■ REQUIRED TASK A ■
In the tree terminology page below, what depth is given for the root node?

============

Back to Blog

Trees: Hierarchical Data and Binary Search Trees

Understanding tree structures, binary trees, BSTs, and the three classic traversal orders that unlock recursive thinking.

2021-01-11
Share
CS Fundamentalstreesbinary-treesdata-structures

Terminology

Tree
A connected, acyclic graph with a designated root node. Every node except the root has exactly one parent.
Root
The topmost node in a tree, with no parent. All other nodes are descendants of the root.
Leaf
A node with no children. Leaves are the terminal nodes of the tree.
Height
The number of edges on the longest path from a node down to a leaf. The height of a tree is the height of its root.
Depth
The number of edges from the root down to a given node. The root has depth 0.
Binary Tree
A tree where each node has at most two children, referred to as the left child and right child.

============

■ REQUIRED TASK B ■
List every line of the records that contains the word "white", treating case as significant.

■ DATASET ■
============

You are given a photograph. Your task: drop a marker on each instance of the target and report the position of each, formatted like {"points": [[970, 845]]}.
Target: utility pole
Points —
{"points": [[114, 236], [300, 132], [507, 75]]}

============

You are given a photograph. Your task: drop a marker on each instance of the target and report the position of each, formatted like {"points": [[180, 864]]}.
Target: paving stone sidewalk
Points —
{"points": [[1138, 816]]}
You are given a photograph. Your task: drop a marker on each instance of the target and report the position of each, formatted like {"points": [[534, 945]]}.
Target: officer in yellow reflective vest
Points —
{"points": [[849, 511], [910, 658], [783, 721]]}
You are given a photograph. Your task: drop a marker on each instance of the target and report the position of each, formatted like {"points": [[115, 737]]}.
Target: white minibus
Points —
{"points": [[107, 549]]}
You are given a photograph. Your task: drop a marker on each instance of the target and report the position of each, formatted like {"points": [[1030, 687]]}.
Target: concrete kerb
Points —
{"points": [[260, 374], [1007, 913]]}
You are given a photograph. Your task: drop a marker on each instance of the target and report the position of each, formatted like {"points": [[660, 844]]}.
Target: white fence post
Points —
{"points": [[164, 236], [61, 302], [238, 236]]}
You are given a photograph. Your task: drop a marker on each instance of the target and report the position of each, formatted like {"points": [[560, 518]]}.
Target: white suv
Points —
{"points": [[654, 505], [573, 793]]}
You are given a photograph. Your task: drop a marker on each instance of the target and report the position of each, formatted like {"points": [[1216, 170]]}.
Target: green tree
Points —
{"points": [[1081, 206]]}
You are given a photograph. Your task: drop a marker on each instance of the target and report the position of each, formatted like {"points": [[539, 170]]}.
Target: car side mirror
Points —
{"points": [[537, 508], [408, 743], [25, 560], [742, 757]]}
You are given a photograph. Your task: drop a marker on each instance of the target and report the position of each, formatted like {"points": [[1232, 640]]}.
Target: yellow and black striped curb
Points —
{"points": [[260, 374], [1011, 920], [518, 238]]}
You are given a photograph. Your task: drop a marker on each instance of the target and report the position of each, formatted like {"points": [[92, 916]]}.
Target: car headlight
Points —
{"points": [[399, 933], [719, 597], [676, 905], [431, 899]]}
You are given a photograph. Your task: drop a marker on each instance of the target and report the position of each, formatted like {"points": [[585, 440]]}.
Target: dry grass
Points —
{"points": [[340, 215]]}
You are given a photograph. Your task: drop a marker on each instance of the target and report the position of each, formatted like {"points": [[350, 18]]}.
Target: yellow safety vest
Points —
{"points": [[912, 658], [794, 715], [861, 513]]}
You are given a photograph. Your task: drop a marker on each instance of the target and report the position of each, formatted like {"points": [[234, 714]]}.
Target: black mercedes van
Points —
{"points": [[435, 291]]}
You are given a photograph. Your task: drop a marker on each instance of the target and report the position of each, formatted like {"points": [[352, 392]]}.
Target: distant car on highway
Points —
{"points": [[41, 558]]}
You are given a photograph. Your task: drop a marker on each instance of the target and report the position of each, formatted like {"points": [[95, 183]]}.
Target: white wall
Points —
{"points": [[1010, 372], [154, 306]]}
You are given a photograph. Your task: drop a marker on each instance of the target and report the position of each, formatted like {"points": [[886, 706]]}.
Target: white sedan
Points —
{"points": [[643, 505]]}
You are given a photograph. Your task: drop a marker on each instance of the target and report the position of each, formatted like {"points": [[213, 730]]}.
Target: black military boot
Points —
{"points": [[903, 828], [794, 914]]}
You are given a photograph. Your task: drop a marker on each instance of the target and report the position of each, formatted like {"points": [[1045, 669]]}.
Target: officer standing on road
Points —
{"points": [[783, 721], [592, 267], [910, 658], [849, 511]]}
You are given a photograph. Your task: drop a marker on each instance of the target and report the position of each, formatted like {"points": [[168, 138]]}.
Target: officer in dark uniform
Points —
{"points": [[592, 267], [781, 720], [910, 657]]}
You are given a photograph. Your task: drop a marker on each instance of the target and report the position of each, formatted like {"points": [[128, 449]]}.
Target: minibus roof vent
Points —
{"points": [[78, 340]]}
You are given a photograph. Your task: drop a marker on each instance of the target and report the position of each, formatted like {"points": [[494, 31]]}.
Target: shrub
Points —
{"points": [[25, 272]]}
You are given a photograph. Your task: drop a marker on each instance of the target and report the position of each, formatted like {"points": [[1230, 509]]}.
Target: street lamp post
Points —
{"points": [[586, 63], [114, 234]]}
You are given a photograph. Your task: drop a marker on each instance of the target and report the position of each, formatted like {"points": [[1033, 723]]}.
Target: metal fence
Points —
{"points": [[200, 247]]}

============

■ EXERCISE SOLUTION A ■
The root has depth 0.

■ EXERCISE SOLUTION B ■
Target: white minibus
Target: white fence post
Target: white suv
Target: white wall
Target: white sedan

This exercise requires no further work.